### WORK REQUIRED
Set down exactly the lines below, starting at the one that contains "ear. Write your answer below." and ending at the one that contains "face. Write your answer below.", with both of those lines included and nothing else.

### ENTRIES SUPPLIED
***

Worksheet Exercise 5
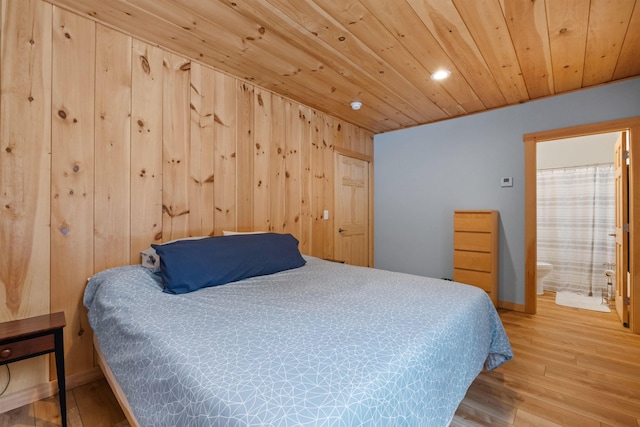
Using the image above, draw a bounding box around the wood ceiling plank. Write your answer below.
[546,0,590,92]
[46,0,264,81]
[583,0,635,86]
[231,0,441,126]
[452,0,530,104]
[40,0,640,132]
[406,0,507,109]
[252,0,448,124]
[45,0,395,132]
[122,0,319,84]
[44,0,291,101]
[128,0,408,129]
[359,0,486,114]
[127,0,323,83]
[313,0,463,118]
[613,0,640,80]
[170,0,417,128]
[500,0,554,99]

***

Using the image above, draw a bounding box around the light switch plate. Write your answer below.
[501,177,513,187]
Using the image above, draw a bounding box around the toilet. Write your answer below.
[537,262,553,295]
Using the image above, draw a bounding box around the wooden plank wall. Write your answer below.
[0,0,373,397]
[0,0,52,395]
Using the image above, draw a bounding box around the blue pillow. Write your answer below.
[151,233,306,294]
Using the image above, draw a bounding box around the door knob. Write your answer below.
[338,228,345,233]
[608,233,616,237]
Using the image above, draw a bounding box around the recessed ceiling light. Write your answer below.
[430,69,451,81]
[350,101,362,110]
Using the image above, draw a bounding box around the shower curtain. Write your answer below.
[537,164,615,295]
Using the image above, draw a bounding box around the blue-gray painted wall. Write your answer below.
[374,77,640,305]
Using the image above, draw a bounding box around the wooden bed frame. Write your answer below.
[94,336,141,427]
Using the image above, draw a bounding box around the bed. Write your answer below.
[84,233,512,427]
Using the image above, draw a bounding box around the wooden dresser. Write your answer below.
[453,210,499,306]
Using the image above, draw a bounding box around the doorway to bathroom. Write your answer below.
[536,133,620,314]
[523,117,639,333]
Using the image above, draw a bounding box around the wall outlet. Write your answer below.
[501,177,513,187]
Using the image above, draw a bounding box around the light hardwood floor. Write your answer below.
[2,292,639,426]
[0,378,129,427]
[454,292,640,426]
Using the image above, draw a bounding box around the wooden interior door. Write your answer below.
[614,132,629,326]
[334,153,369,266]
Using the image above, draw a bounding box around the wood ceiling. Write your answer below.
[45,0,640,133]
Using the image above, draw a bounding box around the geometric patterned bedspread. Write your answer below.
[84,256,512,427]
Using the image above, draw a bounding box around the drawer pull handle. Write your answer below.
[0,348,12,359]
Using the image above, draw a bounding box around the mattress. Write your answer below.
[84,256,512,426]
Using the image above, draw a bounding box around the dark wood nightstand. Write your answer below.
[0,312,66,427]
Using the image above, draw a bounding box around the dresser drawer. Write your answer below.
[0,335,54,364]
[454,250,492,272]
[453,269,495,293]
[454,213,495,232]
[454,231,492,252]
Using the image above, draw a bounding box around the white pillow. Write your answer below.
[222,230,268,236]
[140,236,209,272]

***

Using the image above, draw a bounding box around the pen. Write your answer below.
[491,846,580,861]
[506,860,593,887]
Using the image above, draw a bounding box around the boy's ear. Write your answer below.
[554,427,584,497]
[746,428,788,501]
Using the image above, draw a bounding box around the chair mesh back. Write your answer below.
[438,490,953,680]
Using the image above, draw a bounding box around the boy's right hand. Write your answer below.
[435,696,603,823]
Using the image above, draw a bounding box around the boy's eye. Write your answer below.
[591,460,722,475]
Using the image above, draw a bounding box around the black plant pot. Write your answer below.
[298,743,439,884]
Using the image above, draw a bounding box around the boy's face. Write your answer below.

***

### ANSWER BELOW
Using the image above, draw a bounding box around the boy's ear. Write your answer below.
[554,427,584,497]
[746,428,788,501]
Using the image above, draw a bounding box around the chair mesh back. Write your answer below.
[438,490,953,680]
Using the image above, draw a bounding box around the boy's right hand. Write your answer below.
[435,696,603,823]
Using the image above, draw a bounding box around the boy's eye. Write your answer below.
[591,460,722,475]
Using the image above, draw a bounding box around the black plant pot. Write your answer below.
[298,743,439,884]
Using the image above, draw a bounding box around the boy's face. Write your answer below.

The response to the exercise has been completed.